Relance par la consommation

La relance budgétaire peut aussi bien porter sur la consommation que sur l’investissement, voire combiner les deux (comme pour le plan de relance du gouvernement). 

Concernant le plan de relance par la consommation, il s’agit pour l’État d’augmenter le pouvoir d’achat des consommateurs, soit par une baisse d’impôts, soit par des subventions à la consommation. 

Par exemple, l’Allemagne a fait le choix d’une réduction d’impôts via une baisse de la TVA à la fin de l’année. 

La France, elle, a majoré de 100€ l’allocation de rentrée scolaire 2020 par enfant pour plus de 3 millions de familles ( = 5 millions d’enfants scolarisés). Cela représente un coût total de 533 M d’euros. 

Le montant de l’allocation de rentrée scolaire passe ainsi pour la rentrée 2020 à :

  • 469,97 euros pour un enfant âgé de 6 à 10 ans (elle était de 368,84 euros en 2019)
  • 490,39 euros pour un enfant âgé de 11 à 14 ans (elle était de 389,19 euros en 2019)
  • 503,91 euros pour un enfant âgé de 15 à 18 ans (elle était de 402,67 euros en 2019)

Le but est clairement de relancer la consommation des ménages les plus modestes par ce surcroît de pouvoir d’achat. Par ces nouvelles dépenses, les entreprises liées de près ou de loin avec le secteur de l’éducation bénéficient d’une hausse de chiffre d’affaires, qui peut ensuite déboucher sur des créations d’emplois ou des dépenses en R&D par exemple. 

Toutefois, mis à part cette mesure dédiée aux personnes les plus modestes, le plan de relance ne comprend que peu de mesures de soutien à la consommation en raison, d’une part, de la mise en place du chômage partiel qui a permis de conserver un revenu quasiment identique aux ménages, et d’autre part, de l’épargne que les français ont pu se constituer entre mars et juillet (85,6 Mds € selon la Banque de France).

____

[Consigne A]
D'après le texte, de quel montant la France a-t-elle majoré l'allocation de rentrée scolaire 2020 par enfant ?
[Consigne B]
Relevez dans le texte tous les montants de l'allocation de rentrée scolaire fixés pour la rentrée 2020, en précisant la tranche d'âge de chacun.
[Consigne C]
Recopiez le passage du texte de "Concernant le plan" à "402,67 euros en 2019)".

[Données fournies]
____

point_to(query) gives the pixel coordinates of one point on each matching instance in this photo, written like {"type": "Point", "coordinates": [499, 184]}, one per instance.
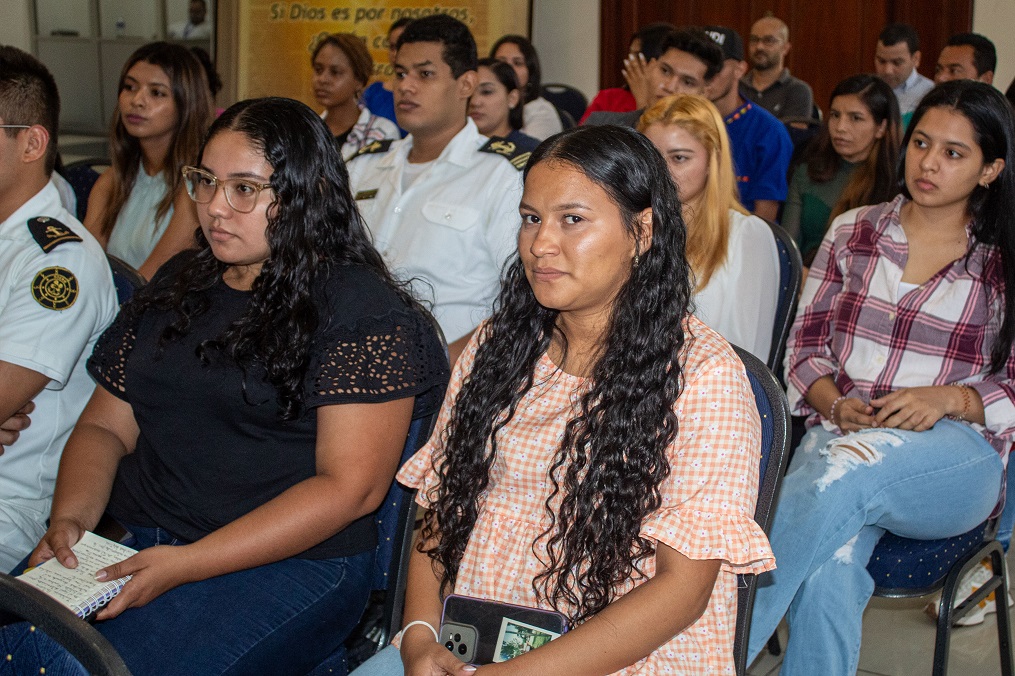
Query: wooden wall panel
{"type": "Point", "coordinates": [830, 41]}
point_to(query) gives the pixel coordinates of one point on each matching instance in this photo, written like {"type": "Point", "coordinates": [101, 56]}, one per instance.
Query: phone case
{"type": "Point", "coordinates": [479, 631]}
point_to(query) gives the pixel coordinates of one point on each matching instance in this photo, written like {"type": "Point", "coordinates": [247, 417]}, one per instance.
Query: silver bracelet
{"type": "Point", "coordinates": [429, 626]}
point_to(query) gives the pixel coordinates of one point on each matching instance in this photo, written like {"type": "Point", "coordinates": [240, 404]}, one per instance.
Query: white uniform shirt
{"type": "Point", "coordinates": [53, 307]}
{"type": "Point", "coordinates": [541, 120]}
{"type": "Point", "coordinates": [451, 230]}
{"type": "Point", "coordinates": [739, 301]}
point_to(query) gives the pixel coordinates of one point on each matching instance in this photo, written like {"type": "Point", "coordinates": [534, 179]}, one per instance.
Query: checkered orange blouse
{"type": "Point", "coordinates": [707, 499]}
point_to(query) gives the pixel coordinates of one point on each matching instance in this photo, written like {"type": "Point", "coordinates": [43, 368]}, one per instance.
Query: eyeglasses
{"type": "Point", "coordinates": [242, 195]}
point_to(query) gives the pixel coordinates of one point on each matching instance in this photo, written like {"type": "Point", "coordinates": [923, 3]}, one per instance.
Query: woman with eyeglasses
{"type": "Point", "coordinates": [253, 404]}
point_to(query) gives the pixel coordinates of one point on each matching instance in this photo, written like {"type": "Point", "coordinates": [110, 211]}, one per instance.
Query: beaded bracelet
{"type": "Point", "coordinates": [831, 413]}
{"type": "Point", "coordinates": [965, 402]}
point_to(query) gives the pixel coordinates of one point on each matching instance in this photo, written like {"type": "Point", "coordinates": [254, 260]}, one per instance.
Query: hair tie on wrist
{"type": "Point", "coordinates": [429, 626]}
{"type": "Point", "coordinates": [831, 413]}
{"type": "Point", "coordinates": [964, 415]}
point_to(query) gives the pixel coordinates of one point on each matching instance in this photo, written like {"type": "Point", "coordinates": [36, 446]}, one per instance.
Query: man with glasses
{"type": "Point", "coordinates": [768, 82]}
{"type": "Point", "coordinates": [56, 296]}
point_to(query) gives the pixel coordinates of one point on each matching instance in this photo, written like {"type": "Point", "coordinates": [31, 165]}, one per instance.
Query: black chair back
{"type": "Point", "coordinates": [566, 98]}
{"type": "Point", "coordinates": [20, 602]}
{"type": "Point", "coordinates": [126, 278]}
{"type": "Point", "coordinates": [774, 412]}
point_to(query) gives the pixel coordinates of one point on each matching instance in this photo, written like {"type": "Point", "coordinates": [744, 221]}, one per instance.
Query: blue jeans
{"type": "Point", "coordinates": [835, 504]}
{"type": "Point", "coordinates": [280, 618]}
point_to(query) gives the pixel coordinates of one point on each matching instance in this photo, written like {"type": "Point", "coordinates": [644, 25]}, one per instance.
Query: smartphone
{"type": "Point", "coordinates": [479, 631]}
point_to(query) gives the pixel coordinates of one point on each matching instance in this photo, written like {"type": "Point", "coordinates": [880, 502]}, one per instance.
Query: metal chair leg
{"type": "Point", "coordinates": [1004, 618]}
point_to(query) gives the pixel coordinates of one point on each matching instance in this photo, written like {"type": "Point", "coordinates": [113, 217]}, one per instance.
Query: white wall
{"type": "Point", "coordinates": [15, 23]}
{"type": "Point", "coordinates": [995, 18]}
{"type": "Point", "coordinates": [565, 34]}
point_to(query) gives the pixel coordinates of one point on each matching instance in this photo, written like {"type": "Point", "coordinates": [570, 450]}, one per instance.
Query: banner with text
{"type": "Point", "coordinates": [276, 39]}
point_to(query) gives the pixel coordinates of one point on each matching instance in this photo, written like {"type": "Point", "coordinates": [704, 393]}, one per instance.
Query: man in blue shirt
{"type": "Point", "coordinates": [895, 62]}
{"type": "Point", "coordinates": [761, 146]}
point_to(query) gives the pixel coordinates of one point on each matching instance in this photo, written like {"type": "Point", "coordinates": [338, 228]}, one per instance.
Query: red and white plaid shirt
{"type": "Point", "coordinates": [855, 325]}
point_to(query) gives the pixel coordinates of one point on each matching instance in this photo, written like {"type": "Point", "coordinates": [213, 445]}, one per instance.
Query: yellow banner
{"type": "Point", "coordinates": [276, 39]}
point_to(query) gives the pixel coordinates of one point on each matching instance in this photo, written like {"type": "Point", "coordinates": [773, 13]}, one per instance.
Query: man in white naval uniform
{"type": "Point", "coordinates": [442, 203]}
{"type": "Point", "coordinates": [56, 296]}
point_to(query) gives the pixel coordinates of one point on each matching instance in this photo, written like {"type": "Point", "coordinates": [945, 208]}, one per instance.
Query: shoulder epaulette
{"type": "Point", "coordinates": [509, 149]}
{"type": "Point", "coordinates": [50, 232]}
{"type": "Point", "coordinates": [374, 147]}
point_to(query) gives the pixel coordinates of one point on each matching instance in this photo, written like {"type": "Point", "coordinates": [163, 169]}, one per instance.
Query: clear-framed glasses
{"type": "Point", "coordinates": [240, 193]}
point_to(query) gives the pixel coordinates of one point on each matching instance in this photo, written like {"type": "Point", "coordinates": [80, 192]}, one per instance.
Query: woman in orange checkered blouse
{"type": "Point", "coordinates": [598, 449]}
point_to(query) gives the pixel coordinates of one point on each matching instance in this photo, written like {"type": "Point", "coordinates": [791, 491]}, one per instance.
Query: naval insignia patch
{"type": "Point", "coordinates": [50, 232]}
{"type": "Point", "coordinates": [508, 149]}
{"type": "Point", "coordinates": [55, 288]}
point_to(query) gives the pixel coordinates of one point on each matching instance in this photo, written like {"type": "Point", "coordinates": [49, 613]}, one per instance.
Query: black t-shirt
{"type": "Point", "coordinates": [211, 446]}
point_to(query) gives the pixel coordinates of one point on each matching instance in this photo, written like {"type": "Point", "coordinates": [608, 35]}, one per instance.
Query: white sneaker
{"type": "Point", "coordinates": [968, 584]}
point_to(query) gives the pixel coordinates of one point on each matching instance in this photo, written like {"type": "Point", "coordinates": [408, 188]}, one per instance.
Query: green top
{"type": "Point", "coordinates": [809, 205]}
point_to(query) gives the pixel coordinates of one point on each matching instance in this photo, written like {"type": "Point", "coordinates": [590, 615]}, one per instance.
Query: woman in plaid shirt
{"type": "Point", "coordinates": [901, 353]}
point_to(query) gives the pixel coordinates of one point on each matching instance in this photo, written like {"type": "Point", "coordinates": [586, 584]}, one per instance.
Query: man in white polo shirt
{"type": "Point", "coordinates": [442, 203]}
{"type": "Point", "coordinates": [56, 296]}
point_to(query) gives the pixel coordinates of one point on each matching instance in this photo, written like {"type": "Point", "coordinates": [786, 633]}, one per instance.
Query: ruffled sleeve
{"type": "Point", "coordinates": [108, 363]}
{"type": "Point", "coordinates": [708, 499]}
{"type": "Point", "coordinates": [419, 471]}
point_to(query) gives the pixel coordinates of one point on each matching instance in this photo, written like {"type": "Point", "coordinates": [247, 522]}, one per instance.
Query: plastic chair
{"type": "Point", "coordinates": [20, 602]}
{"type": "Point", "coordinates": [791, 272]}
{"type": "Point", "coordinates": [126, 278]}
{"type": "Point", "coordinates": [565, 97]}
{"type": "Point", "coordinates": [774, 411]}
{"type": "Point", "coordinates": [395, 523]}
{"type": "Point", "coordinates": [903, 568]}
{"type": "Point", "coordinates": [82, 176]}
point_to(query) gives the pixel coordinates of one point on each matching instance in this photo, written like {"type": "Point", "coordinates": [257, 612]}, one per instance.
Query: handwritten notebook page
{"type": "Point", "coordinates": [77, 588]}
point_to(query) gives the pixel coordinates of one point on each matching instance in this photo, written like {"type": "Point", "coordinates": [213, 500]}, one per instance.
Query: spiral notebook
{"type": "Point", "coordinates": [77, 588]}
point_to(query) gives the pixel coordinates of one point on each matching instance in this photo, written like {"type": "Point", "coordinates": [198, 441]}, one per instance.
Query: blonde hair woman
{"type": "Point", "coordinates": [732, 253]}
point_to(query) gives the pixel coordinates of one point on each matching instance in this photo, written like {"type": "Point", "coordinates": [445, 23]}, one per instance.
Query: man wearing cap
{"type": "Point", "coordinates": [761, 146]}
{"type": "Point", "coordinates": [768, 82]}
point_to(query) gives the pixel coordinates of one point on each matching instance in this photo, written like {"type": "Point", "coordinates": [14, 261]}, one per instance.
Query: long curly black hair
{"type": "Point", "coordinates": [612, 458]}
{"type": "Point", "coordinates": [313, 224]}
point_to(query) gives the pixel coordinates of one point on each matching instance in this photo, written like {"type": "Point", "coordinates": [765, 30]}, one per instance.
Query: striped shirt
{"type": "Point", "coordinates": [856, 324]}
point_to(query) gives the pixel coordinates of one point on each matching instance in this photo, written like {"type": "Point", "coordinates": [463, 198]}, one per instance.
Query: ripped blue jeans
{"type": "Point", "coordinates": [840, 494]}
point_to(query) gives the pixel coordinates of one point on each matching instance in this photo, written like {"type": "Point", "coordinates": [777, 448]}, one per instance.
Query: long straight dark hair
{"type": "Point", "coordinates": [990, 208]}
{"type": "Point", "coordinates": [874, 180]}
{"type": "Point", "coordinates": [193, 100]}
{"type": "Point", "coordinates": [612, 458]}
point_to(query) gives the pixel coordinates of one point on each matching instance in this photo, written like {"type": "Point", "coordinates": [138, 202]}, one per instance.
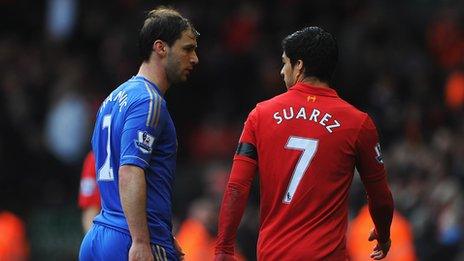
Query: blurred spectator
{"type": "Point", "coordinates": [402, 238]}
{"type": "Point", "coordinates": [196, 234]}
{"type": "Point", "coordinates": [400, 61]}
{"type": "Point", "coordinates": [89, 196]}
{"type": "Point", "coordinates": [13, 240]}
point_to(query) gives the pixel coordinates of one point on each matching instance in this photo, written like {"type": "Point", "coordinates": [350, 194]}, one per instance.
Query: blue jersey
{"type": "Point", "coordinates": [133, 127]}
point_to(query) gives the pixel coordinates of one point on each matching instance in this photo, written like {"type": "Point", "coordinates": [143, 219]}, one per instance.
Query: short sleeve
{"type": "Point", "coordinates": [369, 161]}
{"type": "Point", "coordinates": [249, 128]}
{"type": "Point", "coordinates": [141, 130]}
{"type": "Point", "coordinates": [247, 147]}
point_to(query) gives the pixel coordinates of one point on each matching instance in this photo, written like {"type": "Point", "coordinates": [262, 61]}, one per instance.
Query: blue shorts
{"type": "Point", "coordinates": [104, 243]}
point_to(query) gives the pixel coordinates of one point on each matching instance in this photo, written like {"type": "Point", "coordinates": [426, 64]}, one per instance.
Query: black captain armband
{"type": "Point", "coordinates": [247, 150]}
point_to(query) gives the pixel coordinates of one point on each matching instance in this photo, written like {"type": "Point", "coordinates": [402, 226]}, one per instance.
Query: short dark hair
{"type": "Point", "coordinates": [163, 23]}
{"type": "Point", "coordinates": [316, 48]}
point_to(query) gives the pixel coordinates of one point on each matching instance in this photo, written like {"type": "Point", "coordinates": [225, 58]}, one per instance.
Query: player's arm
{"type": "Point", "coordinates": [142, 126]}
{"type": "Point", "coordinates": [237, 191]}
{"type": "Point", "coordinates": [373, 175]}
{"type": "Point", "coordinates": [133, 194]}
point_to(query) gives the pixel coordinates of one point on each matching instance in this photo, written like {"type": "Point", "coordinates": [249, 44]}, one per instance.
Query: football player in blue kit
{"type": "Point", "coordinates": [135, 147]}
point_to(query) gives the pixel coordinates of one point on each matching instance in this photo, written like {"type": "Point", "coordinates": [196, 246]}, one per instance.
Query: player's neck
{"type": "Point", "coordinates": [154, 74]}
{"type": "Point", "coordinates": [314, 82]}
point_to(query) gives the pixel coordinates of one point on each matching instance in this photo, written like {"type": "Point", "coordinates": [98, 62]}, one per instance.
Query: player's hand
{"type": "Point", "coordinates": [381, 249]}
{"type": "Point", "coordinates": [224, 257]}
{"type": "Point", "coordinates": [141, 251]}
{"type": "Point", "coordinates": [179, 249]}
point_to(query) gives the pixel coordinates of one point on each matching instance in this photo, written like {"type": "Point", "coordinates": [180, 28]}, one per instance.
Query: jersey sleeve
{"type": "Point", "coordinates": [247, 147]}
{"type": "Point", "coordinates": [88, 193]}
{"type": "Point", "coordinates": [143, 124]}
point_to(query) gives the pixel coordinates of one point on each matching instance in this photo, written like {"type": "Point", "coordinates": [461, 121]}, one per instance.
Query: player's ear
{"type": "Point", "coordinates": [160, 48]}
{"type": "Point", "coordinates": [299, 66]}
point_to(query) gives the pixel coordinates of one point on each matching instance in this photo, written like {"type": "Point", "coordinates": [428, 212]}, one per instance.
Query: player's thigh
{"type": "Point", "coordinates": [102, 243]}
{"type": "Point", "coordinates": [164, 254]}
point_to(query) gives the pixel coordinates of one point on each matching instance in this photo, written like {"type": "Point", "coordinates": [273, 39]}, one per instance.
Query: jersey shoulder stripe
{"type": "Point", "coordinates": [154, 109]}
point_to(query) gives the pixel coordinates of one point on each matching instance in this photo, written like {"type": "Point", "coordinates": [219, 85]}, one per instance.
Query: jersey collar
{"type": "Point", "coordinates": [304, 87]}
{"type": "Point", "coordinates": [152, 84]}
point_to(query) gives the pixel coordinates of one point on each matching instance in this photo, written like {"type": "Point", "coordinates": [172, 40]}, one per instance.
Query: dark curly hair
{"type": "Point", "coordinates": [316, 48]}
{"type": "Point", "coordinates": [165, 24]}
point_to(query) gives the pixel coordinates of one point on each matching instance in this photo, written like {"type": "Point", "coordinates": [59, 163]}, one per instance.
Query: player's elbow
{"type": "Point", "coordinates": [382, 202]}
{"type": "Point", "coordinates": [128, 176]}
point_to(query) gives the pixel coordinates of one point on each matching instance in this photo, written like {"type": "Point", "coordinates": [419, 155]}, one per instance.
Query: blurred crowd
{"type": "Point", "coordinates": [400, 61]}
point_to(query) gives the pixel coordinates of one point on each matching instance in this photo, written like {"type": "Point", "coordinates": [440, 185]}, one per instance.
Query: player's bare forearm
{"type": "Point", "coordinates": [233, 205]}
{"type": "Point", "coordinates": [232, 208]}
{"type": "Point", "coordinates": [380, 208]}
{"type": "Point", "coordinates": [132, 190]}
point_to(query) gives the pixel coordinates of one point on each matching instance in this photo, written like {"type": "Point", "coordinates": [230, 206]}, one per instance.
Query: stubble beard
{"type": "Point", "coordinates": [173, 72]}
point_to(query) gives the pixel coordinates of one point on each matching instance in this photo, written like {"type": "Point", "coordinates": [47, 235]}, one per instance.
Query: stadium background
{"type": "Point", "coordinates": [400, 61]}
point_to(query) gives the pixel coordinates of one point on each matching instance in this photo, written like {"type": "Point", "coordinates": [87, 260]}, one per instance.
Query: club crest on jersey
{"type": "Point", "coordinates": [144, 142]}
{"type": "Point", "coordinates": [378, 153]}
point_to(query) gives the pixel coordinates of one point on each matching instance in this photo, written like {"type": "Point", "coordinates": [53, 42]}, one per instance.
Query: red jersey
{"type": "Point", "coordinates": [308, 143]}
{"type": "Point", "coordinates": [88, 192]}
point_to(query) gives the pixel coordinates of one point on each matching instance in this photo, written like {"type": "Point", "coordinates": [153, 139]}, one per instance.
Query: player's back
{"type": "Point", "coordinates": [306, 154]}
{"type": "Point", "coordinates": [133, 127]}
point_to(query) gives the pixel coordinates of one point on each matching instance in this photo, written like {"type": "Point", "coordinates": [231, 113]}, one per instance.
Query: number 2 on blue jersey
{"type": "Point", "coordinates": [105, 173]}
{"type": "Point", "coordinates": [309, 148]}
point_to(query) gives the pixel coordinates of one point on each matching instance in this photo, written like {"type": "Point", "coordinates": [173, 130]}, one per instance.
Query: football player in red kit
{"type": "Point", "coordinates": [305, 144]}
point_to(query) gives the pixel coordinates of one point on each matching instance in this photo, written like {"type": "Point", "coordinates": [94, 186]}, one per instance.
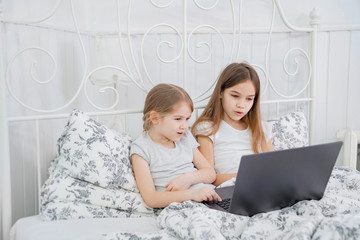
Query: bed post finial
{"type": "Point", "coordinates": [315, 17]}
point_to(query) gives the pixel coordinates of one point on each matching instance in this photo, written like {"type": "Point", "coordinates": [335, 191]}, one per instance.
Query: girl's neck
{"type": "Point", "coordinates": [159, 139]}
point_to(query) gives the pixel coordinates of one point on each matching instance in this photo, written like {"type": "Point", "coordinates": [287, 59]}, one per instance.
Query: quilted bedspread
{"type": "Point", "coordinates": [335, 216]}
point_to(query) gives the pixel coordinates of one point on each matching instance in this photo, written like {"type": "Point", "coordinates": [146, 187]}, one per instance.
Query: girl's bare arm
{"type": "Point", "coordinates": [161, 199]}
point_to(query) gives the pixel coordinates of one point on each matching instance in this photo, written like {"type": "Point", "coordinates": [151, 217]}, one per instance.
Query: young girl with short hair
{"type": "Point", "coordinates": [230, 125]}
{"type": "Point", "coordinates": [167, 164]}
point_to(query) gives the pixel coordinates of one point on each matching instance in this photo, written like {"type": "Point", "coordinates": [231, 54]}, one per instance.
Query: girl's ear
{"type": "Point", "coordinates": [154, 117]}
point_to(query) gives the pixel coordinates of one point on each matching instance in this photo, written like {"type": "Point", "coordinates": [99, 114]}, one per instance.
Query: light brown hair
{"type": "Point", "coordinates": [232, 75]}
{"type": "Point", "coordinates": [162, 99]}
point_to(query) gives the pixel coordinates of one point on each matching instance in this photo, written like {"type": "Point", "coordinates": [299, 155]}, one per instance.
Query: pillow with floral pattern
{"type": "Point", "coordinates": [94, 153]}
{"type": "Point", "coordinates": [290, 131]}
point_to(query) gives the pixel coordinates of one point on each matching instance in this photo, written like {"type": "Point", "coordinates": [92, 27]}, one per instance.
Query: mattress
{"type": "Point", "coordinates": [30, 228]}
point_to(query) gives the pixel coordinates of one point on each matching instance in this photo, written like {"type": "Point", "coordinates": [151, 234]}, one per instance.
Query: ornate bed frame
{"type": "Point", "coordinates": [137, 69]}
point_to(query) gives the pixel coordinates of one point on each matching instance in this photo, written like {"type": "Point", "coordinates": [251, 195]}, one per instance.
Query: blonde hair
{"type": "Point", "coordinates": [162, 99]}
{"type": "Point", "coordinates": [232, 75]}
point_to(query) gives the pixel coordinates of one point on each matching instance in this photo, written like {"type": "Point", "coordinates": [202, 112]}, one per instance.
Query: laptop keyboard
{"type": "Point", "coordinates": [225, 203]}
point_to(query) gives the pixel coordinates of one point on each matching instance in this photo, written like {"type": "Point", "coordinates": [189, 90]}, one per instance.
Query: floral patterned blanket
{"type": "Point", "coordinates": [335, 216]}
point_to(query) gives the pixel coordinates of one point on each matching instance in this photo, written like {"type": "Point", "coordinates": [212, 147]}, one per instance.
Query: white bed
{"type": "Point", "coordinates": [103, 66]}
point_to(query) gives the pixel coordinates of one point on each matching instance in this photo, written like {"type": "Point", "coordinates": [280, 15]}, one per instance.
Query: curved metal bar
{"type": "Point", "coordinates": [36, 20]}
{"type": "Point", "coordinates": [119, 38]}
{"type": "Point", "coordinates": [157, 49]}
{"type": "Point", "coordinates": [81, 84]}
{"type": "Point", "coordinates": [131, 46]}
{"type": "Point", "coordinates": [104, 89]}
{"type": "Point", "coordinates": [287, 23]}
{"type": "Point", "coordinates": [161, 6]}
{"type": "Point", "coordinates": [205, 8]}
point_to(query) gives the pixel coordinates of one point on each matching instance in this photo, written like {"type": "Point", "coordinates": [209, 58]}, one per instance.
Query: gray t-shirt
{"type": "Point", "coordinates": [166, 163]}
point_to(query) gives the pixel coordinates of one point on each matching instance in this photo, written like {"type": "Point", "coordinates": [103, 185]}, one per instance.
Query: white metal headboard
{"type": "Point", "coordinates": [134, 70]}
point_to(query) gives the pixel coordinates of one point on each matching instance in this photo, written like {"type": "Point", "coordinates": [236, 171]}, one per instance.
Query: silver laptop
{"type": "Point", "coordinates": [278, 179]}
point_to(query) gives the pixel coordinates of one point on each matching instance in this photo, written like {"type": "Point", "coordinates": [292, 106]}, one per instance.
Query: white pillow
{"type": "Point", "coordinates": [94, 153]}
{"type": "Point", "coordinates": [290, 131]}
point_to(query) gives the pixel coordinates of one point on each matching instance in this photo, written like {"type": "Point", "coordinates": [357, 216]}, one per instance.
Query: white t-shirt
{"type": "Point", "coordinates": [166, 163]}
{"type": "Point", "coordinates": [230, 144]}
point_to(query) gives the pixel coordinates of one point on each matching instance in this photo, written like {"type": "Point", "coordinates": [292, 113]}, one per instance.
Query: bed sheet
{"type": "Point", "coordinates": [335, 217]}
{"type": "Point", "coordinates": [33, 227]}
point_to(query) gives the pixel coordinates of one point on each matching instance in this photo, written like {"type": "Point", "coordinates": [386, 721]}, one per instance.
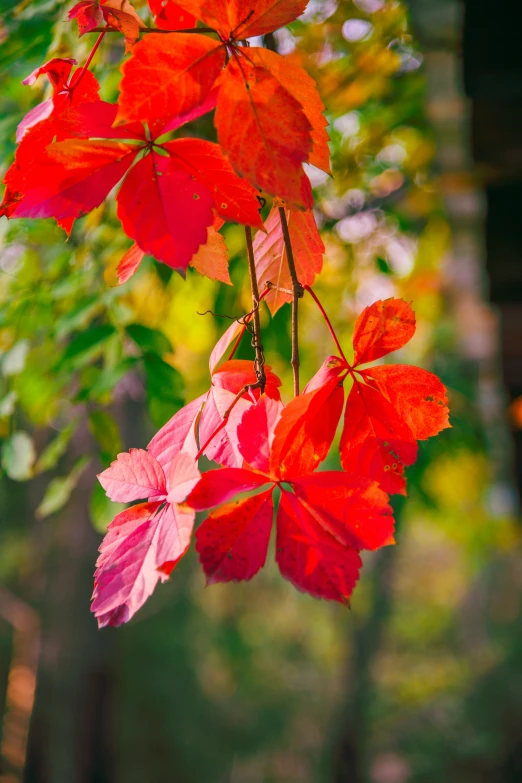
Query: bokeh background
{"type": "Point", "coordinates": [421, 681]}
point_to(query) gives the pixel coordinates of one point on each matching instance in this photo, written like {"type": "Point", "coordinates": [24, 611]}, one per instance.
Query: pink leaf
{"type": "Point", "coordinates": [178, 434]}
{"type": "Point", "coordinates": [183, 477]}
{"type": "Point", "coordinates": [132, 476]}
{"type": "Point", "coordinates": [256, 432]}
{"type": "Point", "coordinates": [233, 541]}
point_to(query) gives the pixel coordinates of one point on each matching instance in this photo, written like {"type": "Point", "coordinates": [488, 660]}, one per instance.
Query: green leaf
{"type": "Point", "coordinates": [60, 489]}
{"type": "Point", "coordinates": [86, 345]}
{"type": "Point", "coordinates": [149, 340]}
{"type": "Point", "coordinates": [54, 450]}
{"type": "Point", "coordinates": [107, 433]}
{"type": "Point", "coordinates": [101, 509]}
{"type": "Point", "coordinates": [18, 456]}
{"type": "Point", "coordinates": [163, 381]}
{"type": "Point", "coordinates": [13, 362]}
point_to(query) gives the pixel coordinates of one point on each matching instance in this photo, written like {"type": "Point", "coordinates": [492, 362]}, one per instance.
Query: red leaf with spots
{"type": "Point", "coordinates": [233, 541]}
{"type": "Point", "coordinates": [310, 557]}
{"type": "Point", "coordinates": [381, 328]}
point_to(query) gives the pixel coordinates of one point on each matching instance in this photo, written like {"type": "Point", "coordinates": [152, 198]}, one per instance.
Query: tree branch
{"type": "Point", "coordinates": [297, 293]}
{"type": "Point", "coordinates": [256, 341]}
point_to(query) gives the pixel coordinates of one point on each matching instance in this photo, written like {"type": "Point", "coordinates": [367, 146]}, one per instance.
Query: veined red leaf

____

[Réponse A]
De 100 € par enfant.

[Réponse B]
- 469,97 euros pour un enfant âgé de 6 à 10 ans
- 490,39 euros pour un enfant âgé de 11 à 14 ans
- 503,91 euros pour un enfant âgé de 15 à 18 ans

[Réponse C]
Concernant le plan de relance par la consommation, il s’agit pour l’État d’augmenter le pouvoir d’achat des consommateurs, soit par une baisse d’impôts, soit par des subventions à la consommation. 

Par exemple, l’Allemagne a fait le choix d’une réduction d’impôts via une baisse de la TVA à la fin de l’année. 

La France, elle, a majoré de 100€ l’allocation de rentrée scolaire 2020 par enfant pour plus de 3 millions de familles ( = 5 millions d’enfants scolarisés). Cela représente un coût total de 533 M d’euros. 

Le montant de l’allocation de rentrée scolaire passe ainsi pour la rentrée 2020 à :

  • 469,97 euros pour un enfant âgé de 6 à 10 ans (elle était de 368,84 euros en 2019)
  • 490,39 euros pour un enfant âgé de 11 à 14 ans (elle était de 389,19 euros en 2019)
  • 503,91 euros pour un enfant âgé de 15 à 18 ans (elle était de 402,67 euros en 2019)